======== STORED DATA ========
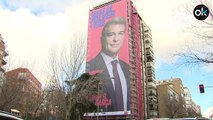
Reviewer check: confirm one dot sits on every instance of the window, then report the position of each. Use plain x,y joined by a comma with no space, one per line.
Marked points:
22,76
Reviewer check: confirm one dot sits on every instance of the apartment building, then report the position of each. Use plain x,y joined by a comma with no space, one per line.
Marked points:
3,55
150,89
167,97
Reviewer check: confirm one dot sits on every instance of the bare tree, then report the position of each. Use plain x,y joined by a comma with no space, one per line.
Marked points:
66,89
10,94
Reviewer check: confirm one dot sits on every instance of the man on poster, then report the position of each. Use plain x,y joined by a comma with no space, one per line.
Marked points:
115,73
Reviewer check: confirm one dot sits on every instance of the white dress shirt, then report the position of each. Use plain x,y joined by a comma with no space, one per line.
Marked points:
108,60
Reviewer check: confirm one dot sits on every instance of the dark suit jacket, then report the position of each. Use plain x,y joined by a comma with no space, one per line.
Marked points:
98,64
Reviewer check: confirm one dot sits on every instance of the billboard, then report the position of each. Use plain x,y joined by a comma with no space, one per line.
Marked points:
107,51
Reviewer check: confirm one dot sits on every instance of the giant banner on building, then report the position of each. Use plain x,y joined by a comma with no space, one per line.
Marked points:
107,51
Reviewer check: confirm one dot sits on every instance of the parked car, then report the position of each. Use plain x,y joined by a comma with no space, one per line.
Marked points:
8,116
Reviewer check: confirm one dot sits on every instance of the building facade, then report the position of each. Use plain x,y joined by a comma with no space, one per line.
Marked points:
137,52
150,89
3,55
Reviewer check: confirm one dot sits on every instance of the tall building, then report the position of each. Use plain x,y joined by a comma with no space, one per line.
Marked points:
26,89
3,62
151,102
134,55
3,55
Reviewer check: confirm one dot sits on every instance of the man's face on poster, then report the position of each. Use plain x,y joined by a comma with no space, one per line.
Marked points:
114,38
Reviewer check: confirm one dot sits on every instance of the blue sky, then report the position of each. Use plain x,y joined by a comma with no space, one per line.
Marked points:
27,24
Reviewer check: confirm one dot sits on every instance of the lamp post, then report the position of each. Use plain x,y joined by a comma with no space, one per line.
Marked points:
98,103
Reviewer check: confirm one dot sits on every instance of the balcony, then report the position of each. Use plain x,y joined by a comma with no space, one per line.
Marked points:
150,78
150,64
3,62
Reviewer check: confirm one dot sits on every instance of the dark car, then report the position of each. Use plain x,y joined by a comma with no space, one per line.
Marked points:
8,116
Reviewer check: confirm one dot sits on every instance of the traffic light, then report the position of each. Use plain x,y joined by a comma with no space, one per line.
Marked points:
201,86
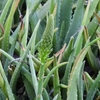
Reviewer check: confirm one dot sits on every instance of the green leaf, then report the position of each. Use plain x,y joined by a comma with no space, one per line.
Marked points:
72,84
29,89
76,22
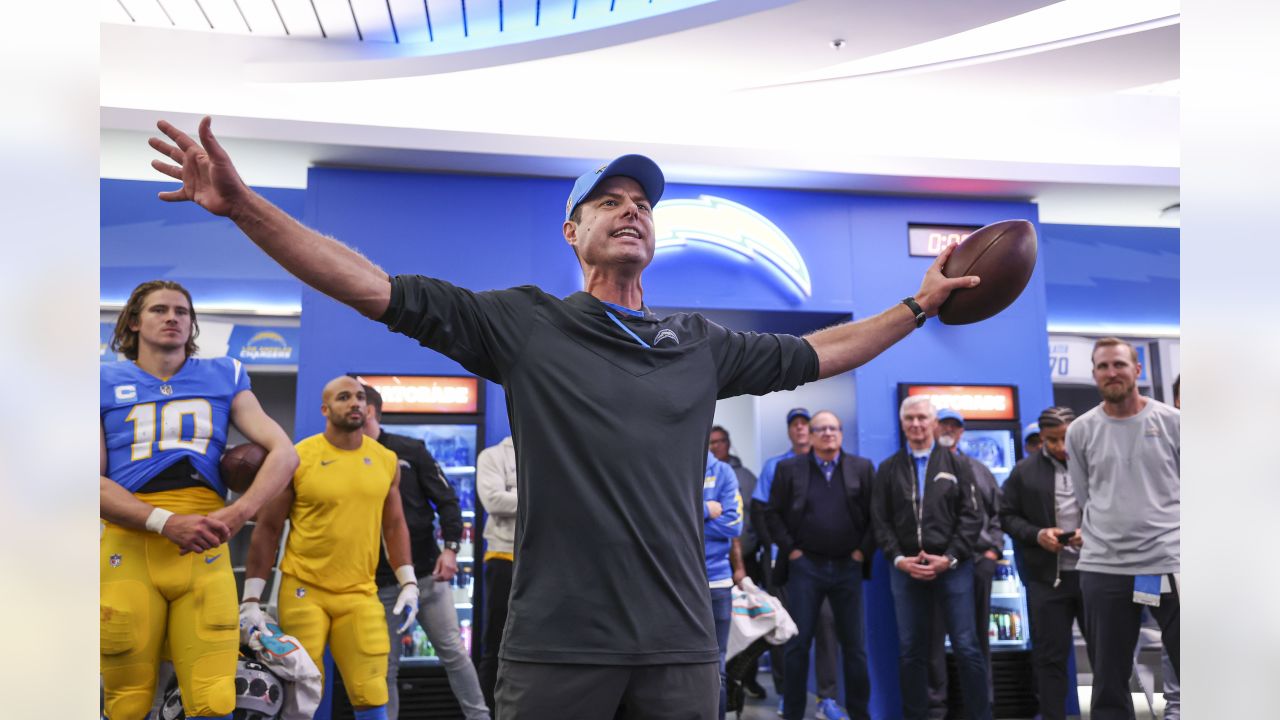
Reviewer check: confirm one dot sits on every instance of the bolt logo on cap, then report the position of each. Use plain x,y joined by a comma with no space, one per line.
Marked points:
========
> STATED TASK: Copy out every line of the material above word for word, leaving out the pictures.

> RESPONSE:
Reviewer check: confirm one dot sits on every instance of the window, then report the position of each. Use plain x,y joined by a comma with no space, one per line.
Marked points:
22,76
Reviewer check: confirm one dot sits on every instance of the apartment building, then report the position of each. Use plain x,y joined by a comma with no space, one per line.
Marked points:
3,55
150,89
167,97
Reviewer check: confirm one dot sits on every instance of the bare tree, then report the position of each. Use plain x,y joined by a comma with no space, one per line.
Marked points:
66,89
10,94
Reviewer check: confirm one dot sits on every instance of the man on poster, then report the position of each. Use plain x,y joined by a comma with no space, one per line.
Marked points:
115,73
Reviewer check: confirm one dot sits on every instance of the white dress shirt, then report the position of each. Use plain x,y joined by a comma with no space, one per line.
Marked points:
108,60
Reviewer check: confirm one dot sits on every instance of the dark suit jacket, then report the position of each. Use plain x,y joined by a comma with no space, one per line.
Marked points:
98,64
Reviewer check: confirm one dot sits on every instance of the billboard, then report the position of each. Use plain x,y joined by a comma with no space, one per line.
Marked points:
107,51
Reviewer check: confirm one dot sits on every instance of the giant banner on building, then report the position of each. Use plain x,y joined by a comma with no space, one per line.
Marked points:
107,51
Reviewer check: confirm one dot sits on every instance of the parked car, then report the position of each. Use plain x,y joined by a comma with no space, one per line.
Marked points:
8,116
Reviewer check: confirm one dot sits on every instance of the building facade, then report the position of each. Use plain x,y joined by a comma with no space, one per line.
Marked points:
137,52
150,89
3,55
Reviewer check: confirm one dot sits on every instance of the tall building, then report the position of each. Use plain x,y joined by a comma with no space, one per line.
Marked points:
26,89
3,62
151,102
134,55
3,55
Reviewer check: confirm one dot sits on every instance of the man's face on poster, then report the position of each. Use plain x,y joined by a comma with no space, one per line.
Marked points:
114,38
Reviewer check: confirm one dot sits on every instance of the blue sky, then report the position of each. Use plain x,y joined by a comma with no space, one per line.
Marked points:
27,24
Reviewer check: confirm one dot sits on every instance of the lamp post, then report the position of each. Use plain x,y joined by a comma with no space, one per line.
Marked points:
98,103
Reviewer check: confirm one dot sits on every instance of the balcony, then report the position of each. Use plain x,y joined by a comma with no space, one per line.
Marked points:
150,78
150,64
3,62
Reviewer check: confirm one dot sits on every instance of the dark car, then report the position of each. Use plain x,y joined by a comma with no space, one per line.
Marked points:
8,116
Reviewer check: confirm one dot sits on every instance of the traffic light, then report the position of each. Use plain x,y joined by a comma with no space, one per line.
Marked points:
201,86
Reviewer check: confirm one dot sits on every instance of the green leaf, then report the position of each. Use plain x,y joined by a comma with no space, one per line.
Marked points:
72,84
29,89
76,22
Reviewer check: confirm one dot sits on every instance of the bolt logo on cap, then report the position of each. Use plain x,y joined by a comma with no space, one per line.
Marked points:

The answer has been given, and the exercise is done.